Supplied material:
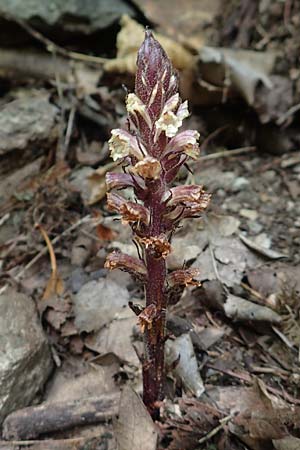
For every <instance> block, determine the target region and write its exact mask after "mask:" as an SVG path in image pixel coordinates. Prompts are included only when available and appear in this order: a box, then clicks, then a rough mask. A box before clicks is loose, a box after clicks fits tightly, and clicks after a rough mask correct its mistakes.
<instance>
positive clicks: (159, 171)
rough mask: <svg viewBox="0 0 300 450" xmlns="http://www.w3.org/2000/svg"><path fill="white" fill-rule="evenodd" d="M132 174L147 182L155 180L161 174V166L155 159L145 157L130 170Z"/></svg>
mask: <svg viewBox="0 0 300 450" xmlns="http://www.w3.org/2000/svg"><path fill="white" fill-rule="evenodd" d="M132 172H133V173H136V174H137V175H139V176H140V177H142V178H144V179H147V180H157V179H158V178H159V176H160V174H161V164H160V162H159V161H158V160H157V159H156V158H153V157H152V156H147V157H146V158H144V159H143V160H142V161H139V162H138V163H137V164H136V165H135V166H134V167H133V168H132Z"/></svg>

Work to be completed:
Can you convert everything from the start of the records up to and including the line with "rough mask: <svg" into a JSON list of strings, one string per line, leaving out blank lines and the picture?

Your solution:
[
  "For every <instance> block, determine the target region and write its exact mask after \"mask:\" as an SVG path in image pixel coordinates. Prompts are included only when available and appear in this order: a box, then clicks, then a rough mask. A box before clicks is loose, a box after clicks fits tightly, and clicks after a rough mask correct its mistakes.",
  "<instance>",
  "positive clicks: (159, 171)",
  "rough mask: <svg viewBox=\"0 0 300 450\" xmlns=\"http://www.w3.org/2000/svg\"><path fill=\"white\" fill-rule=\"evenodd\" d=\"M132 174L147 182L155 180L161 174V166L155 159L145 157L130 170Z\"/></svg>"
]